▶ [Problem description]: Reproduce every line of the entries below, requests included, and offset each coordinate value in the answers by -95. Leave the numbers in the requests and their format samples unchanged.

▶ [Exercise inputs]:
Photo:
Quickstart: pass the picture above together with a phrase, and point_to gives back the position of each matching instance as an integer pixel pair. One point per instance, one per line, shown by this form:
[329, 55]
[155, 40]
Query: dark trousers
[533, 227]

▶ [The completed task]:
Photo:
Quickstart: pass the picture above together with a phrase, and point_to gives back the position of each matching instance as an integer pixel pair. One point per instance, one per line, shown by this form:
[329, 55]
[155, 40]
Query: dark trousers
[438, 132]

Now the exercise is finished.